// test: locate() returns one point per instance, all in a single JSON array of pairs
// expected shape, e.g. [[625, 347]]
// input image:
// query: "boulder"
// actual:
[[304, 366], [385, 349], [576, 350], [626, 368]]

────────────────────────────────────────

After locating the line with "e.g. [[625, 347]]" in the records above, please set down that line and all later ones exactly, and no other line.

// expected shape, e.g. [[625, 347]]
// input image:
// query: "boulder"
// actual:
[[304, 366], [385, 349], [576, 350], [626, 368]]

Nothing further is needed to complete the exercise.